Dataset entries:
****************************************

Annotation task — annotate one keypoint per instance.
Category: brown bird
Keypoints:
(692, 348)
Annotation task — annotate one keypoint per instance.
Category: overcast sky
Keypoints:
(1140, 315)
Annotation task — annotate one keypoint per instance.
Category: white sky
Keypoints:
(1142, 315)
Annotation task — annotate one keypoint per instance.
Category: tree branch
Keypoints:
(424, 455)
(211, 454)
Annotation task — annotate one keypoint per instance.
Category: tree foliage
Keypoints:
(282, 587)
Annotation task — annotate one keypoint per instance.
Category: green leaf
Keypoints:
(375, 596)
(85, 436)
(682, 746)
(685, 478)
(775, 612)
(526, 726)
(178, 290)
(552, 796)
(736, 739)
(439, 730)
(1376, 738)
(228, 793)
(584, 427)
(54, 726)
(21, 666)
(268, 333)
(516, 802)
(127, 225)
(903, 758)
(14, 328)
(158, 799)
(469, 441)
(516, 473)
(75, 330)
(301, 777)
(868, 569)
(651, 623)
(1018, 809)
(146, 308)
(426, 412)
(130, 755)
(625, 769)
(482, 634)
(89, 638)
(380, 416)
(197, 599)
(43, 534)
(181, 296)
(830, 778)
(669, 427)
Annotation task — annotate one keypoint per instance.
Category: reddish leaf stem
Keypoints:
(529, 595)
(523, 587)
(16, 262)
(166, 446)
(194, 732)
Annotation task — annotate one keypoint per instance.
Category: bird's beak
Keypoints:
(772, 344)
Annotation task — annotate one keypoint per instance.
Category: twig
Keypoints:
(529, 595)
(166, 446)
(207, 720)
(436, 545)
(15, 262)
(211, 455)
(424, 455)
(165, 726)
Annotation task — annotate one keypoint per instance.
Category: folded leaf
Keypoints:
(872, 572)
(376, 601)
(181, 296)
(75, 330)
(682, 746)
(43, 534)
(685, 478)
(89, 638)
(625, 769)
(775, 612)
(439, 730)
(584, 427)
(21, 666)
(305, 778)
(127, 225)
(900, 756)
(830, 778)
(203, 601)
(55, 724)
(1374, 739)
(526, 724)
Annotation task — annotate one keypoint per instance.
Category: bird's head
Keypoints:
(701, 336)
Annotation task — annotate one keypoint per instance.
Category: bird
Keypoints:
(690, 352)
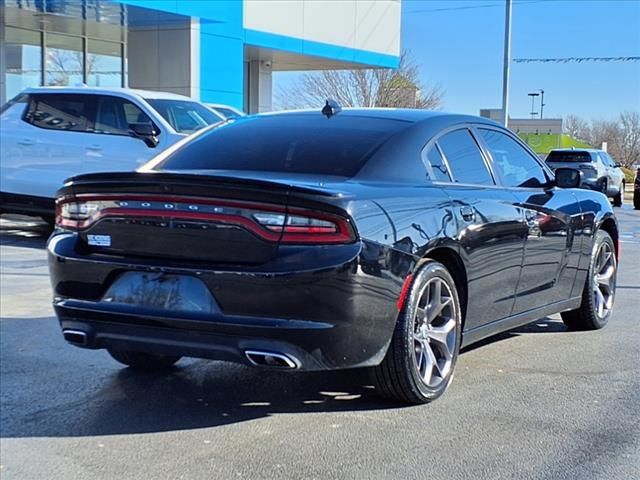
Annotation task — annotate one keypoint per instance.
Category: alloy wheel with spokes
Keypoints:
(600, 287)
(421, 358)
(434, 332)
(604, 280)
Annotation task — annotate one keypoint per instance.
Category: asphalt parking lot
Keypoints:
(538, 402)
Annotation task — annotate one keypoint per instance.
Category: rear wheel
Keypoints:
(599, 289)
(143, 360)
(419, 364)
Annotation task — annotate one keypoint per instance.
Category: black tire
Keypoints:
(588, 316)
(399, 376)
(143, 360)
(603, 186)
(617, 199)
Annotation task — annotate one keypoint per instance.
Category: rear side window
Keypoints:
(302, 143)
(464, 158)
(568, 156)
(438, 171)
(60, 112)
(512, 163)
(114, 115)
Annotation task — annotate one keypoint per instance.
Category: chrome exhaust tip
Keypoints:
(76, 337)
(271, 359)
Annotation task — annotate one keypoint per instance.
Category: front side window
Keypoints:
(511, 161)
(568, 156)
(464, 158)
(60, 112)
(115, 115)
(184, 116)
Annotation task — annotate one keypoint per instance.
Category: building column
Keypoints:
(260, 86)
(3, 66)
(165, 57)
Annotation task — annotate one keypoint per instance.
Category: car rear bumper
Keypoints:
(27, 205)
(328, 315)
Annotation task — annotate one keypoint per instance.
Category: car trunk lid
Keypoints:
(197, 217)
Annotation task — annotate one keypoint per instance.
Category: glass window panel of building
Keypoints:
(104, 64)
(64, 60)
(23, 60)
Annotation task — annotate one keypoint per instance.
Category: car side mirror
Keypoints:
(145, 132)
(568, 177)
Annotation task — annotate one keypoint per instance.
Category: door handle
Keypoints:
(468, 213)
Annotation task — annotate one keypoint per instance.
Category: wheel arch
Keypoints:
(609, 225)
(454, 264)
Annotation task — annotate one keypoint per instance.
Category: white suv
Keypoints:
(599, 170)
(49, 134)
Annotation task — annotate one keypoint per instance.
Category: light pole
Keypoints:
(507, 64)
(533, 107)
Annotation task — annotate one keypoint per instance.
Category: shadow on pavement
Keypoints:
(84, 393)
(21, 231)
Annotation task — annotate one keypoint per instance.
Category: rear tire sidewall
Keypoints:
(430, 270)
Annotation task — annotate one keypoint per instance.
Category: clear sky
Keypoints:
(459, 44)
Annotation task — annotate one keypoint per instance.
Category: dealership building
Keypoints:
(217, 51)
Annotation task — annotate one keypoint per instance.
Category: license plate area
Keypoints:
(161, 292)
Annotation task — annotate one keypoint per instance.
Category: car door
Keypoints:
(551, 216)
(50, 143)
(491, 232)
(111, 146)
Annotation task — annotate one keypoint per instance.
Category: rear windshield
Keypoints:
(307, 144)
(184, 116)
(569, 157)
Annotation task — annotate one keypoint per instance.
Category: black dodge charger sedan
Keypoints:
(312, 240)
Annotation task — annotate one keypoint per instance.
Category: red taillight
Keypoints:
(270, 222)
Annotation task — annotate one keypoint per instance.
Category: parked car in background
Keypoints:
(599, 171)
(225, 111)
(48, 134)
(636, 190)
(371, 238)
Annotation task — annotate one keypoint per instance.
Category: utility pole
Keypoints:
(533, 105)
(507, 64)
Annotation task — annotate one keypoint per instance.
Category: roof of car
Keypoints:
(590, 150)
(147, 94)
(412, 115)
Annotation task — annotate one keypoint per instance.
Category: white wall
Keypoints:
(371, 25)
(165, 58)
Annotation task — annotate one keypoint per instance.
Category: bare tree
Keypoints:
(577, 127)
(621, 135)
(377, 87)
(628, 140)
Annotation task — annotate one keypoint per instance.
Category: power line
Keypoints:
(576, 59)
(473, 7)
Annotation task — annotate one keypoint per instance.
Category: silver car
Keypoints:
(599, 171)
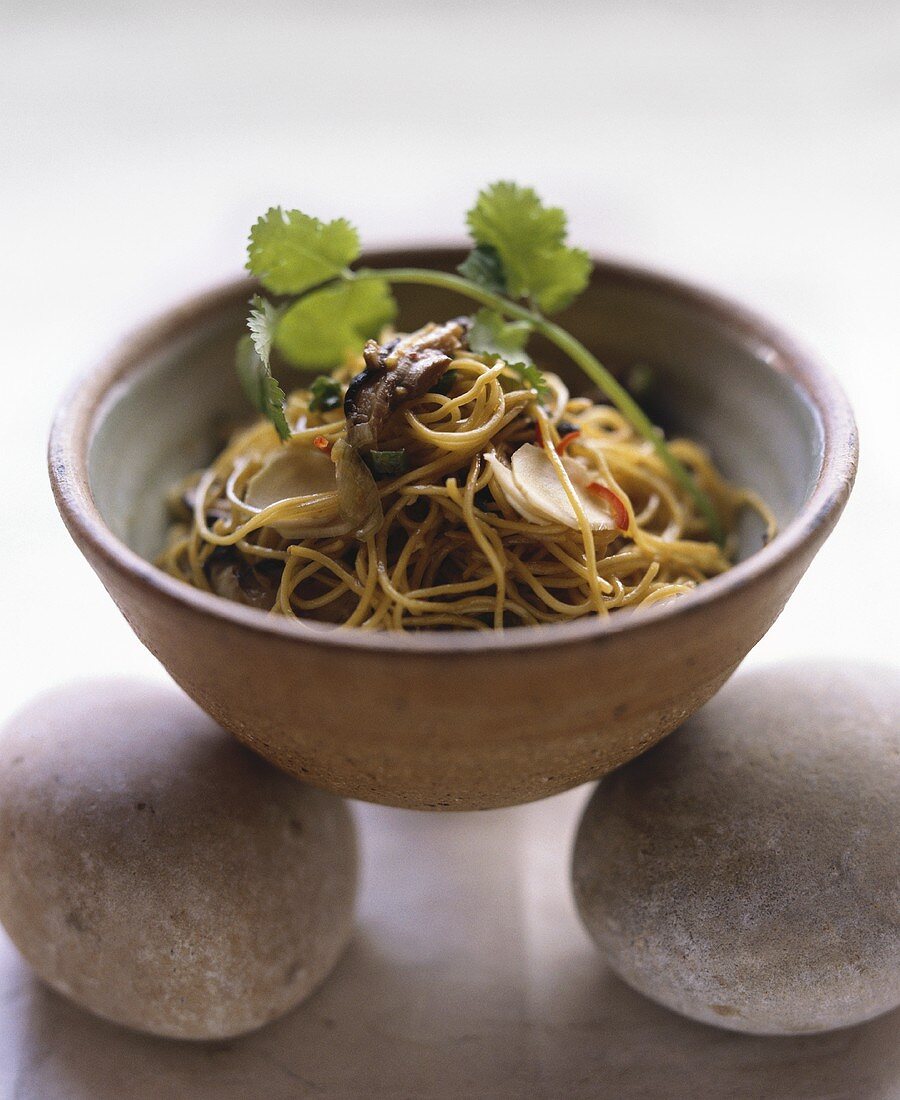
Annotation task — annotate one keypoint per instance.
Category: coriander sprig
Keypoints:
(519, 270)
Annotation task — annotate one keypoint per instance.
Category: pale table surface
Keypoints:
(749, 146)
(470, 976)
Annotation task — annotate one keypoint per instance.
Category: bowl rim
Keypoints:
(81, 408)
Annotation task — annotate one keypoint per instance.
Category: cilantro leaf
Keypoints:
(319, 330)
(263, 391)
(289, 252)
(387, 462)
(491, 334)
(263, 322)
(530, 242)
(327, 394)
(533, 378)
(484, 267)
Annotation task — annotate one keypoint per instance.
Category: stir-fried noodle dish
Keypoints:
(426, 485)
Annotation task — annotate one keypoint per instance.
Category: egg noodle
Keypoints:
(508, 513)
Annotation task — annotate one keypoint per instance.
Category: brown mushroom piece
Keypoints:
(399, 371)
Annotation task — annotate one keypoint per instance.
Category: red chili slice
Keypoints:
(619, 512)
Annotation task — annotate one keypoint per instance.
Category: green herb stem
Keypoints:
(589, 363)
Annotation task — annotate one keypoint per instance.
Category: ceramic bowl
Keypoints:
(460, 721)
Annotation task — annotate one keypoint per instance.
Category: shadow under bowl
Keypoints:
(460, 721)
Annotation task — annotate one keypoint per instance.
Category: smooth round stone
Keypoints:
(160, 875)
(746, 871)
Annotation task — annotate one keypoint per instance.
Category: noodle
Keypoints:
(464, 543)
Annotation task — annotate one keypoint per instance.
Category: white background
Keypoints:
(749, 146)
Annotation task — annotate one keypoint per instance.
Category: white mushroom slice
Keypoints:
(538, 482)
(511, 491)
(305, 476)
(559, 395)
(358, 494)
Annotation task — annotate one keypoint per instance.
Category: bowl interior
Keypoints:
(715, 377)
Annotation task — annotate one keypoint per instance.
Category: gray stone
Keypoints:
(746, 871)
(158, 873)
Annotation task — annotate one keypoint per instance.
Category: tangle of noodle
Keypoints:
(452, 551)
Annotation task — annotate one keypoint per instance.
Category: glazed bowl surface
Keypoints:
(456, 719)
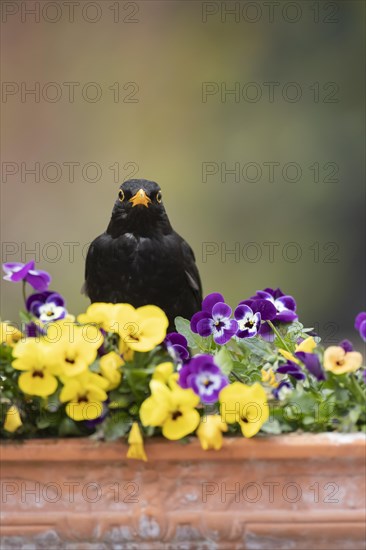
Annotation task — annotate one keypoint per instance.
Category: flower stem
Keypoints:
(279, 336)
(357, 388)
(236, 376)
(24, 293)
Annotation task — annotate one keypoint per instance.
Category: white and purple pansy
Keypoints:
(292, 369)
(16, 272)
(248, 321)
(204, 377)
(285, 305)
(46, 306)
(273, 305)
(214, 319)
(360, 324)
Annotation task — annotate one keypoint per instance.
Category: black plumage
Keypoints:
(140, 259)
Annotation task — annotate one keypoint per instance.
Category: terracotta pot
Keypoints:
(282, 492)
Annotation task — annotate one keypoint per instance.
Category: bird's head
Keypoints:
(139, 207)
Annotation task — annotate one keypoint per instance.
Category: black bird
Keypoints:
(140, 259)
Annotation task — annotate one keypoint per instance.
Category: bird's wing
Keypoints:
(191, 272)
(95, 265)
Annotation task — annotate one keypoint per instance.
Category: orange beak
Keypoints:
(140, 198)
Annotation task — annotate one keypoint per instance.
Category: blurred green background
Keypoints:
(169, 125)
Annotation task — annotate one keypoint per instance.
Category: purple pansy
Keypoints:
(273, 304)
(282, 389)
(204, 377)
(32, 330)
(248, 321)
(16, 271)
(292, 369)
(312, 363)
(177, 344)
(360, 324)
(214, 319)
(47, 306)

****************************************

EXERCISE PROMPT: For each line above that contains the word "tree", copy that line.

YOUR RESPONSE:
Category: tree branch
Category: tree foliage
Category: bare tree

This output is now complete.